* Records to use *

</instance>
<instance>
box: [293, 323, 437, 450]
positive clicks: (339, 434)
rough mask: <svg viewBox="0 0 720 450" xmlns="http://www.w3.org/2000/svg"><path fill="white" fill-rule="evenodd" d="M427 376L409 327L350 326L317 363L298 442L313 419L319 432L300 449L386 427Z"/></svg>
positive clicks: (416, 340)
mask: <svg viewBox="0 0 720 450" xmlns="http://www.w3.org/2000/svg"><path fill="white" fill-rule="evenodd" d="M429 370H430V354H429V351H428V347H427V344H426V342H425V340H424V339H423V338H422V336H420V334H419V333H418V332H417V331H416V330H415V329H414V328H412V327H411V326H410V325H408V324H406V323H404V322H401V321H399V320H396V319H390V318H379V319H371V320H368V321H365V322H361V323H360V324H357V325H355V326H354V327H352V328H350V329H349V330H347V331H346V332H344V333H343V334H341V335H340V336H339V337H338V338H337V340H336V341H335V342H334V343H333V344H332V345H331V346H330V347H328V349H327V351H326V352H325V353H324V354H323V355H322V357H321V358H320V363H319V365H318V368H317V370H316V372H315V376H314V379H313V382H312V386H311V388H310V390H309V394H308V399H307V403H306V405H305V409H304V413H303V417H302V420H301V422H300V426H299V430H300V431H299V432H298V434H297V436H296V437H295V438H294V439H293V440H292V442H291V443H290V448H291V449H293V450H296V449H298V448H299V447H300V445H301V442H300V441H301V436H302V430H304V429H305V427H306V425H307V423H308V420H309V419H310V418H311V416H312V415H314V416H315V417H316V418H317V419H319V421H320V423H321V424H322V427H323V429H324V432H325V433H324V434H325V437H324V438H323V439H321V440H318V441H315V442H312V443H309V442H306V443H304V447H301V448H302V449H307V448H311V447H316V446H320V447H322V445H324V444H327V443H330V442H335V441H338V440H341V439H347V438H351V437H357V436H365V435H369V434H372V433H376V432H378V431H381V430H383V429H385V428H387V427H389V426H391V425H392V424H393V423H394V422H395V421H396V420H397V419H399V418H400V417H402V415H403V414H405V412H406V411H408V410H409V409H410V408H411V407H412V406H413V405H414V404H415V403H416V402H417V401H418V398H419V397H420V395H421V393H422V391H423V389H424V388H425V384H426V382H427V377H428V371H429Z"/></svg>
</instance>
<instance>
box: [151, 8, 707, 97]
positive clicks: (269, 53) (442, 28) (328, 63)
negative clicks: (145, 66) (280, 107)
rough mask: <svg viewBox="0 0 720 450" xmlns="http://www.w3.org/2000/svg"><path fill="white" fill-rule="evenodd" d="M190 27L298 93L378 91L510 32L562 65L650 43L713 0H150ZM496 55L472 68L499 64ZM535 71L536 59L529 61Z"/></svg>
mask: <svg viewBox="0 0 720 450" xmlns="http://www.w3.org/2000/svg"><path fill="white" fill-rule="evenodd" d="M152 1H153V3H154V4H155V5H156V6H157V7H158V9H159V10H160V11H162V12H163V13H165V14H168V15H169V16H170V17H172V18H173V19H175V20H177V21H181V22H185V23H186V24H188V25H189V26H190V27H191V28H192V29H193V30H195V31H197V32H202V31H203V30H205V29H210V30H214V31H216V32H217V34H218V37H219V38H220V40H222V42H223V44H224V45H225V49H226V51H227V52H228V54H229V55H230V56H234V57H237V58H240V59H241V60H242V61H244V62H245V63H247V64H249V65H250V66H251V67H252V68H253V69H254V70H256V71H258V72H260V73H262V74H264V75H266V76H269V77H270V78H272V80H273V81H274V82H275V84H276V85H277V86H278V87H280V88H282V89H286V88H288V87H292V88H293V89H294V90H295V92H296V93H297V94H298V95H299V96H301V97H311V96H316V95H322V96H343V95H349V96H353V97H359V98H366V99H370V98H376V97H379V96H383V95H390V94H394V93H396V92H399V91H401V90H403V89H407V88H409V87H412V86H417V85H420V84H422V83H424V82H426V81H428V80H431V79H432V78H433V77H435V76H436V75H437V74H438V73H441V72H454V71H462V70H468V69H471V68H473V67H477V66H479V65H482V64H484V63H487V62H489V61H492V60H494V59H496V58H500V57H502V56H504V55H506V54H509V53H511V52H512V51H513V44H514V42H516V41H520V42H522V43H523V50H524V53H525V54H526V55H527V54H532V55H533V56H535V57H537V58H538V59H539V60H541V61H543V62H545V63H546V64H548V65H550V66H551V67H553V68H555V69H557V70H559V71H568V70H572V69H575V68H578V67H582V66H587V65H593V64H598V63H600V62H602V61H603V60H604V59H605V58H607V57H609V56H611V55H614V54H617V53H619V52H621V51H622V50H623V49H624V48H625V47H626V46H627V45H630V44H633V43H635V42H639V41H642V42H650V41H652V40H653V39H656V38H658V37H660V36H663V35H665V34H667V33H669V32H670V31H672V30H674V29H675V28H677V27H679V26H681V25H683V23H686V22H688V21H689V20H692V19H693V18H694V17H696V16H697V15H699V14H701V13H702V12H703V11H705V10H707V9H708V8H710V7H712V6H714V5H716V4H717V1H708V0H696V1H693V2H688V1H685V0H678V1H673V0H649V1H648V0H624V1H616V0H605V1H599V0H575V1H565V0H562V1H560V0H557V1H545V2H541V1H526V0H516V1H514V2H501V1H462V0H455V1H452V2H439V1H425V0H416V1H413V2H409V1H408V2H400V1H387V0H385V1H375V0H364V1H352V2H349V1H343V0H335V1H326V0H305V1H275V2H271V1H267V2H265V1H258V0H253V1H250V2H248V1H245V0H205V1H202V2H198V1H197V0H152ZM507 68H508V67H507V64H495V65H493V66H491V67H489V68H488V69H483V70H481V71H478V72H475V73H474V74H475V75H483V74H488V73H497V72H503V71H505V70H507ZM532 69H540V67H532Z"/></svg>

* Problem to work on *
Go through the listing and transcribe all of it exactly.

* Solution to the exercise *
</instance>
<instance>
box: [293, 323, 437, 450]
positive clicks: (339, 434)
rough mask: <svg viewBox="0 0 720 450" xmlns="http://www.w3.org/2000/svg"><path fill="white" fill-rule="evenodd" d="M427 376L409 327L350 326L317 363L298 442L313 419L319 432L300 449L386 427Z"/></svg>
positive clicks: (416, 340)
mask: <svg viewBox="0 0 720 450" xmlns="http://www.w3.org/2000/svg"><path fill="white" fill-rule="evenodd" d="M429 370H430V354H429V351H428V347H427V344H426V342H425V340H424V339H423V338H422V336H420V334H419V333H418V332H417V331H416V330H415V329H414V328H412V327H411V326H410V325H408V324H406V323H404V322H401V321H399V320H396V319H390V318H379V319H371V320H368V321H365V322H361V323H360V324H357V325H355V326H354V327H352V328H350V329H349V330H347V331H346V332H344V333H343V334H341V335H340V336H339V337H338V338H337V340H336V341H335V342H334V343H333V344H332V345H331V346H330V347H328V349H327V351H326V352H325V353H324V354H323V355H322V357H321V358H320V363H319V365H318V368H317V370H316V372H315V376H314V379H313V382H312V386H311V388H310V390H309V394H308V399H307V403H306V405H305V409H304V413H303V417H302V420H301V422H300V426H299V430H300V431H299V432H298V434H297V436H296V437H295V438H294V439H293V440H292V442H291V443H290V448H291V449H293V450H296V449H298V448H299V447H300V445H301V442H300V441H301V436H302V430H304V429H305V427H306V425H307V423H308V420H309V419H310V418H311V416H312V415H314V416H315V417H316V418H317V419H319V421H320V423H321V424H322V427H323V429H324V432H325V433H324V434H325V437H324V438H323V439H321V440H318V441H315V442H312V443H309V442H306V443H304V447H301V448H302V449H307V448H311V447H316V446H320V447H322V445H324V444H327V443H330V442H335V441H338V440H341V439H347V438H351V437H357V436H365V435H369V434H372V433H376V432H378V431H381V430H383V429H385V428H387V427H389V426H391V425H392V424H393V423H394V422H395V421H396V420H397V419H399V418H400V417H402V415H403V414H405V412H406V411H408V410H409V409H410V408H411V407H412V406H413V405H414V404H415V403H416V402H417V401H418V398H419V397H420V395H421V393H422V391H423V389H424V388H425V384H426V382H427V377H428V371H429Z"/></svg>
</instance>
<instance>
box: [151, 8, 707, 97]
positive clicks: (269, 53) (442, 28) (328, 63)
negative clicks: (145, 66) (280, 107)
rough mask: <svg viewBox="0 0 720 450" xmlns="http://www.w3.org/2000/svg"><path fill="white" fill-rule="evenodd" d="M190 27L298 93L378 91L510 32L562 65L650 43L713 0H150ZM496 55L472 68L499 64ZM535 71L536 59L529 61Z"/></svg>
mask: <svg viewBox="0 0 720 450" xmlns="http://www.w3.org/2000/svg"><path fill="white" fill-rule="evenodd" d="M152 1H153V3H154V4H155V5H156V6H157V7H158V9H159V10H160V11H162V12H163V13H165V14H168V15H169V16H170V17H172V18H173V19H175V20H177V21H181V22H185V23H186V24H188V25H189V26H190V27H191V28H192V29H193V30H195V31H197V32H202V31H203V30H205V29H210V30H214V31H216V32H217V34H218V37H219V38H220V40H222V42H223V44H224V45H225V49H226V51H227V52H228V54H229V55H230V56H234V57H237V58H240V59H241V60H242V61H244V62H245V63H247V64H249V65H250V66H251V67H252V68H253V69H254V70H256V71H258V72H260V73H262V74H264V75H266V76H269V77H270V78H272V80H273V81H274V82H275V84H276V85H277V86H278V87H280V88H282V89H286V88H288V87H292V88H293V89H294V90H295V92H296V93H297V94H298V95H299V96H301V97H311V96H316V95H322V96H343V95H349V96H353V97H359V98H366V99H370V98H376V97H379V96H383V95H390V94H394V93H396V92H399V91H401V90H403V89H407V88H409V87H412V86H417V85H420V84H422V83H424V82H426V81H428V80H431V79H432V78H433V77H435V76H436V75H437V74H438V73H441V72H454V71H462V70H468V69H471V68H473V67H477V66H479V65H482V64H484V63H487V62H489V61H492V60H494V59H496V58H500V57H502V56H504V55H506V54H509V53H511V52H512V51H513V44H514V42H516V41H520V42H522V43H523V50H524V53H525V54H526V55H527V54H532V55H533V56H535V57H537V58H538V59H539V60H541V61H543V62H545V63H546V64H548V65H550V66H551V67H553V68H555V69H557V70H559V71H568V70H572V69H575V68H578V67H582V66H587V65H593V64H598V63H600V62H602V61H603V60H604V59H605V58H607V57H609V56H611V55H614V54H617V53H619V52H621V51H622V50H623V49H624V48H625V47H626V46H627V45H630V44H633V43H635V42H639V41H642V42H650V41H652V40H653V39H656V38H658V37H660V36H663V35H665V34H667V33H669V32H670V31H672V30H674V29H675V28H677V27H679V26H681V25H683V23H686V22H688V21H689V20H692V19H693V18H694V17H696V16H697V15H699V14H701V13H702V12H703V11H705V10H707V9H708V8H710V7H712V6H714V5H716V4H717V1H708V0H696V1H693V2H688V1H685V0H678V1H673V0H649V1H648V0H624V1H616V0H605V1H599V0H575V1H565V0H562V1H560V0H557V1H545V2H541V1H526V0H516V1H514V2H501V1H462V0H455V1H452V2H439V1H425V0H416V1H413V2H409V1H408V2H400V1H387V0H385V1H375V0H364V1H352V2H349V1H343V0H335V1H326V0H305V1H275V2H271V1H267V2H265V1H258V0H253V1H250V2H248V1H245V0H205V1H202V2H198V1H197V0H152ZM507 68H508V67H507V64H495V65H493V66H491V67H489V68H488V69H483V70H481V71H478V72H475V73H474V74H475V75H483V74H488V73H497V72H503V71H505V70H507ZM532 69H540V67H532Z"/></svg>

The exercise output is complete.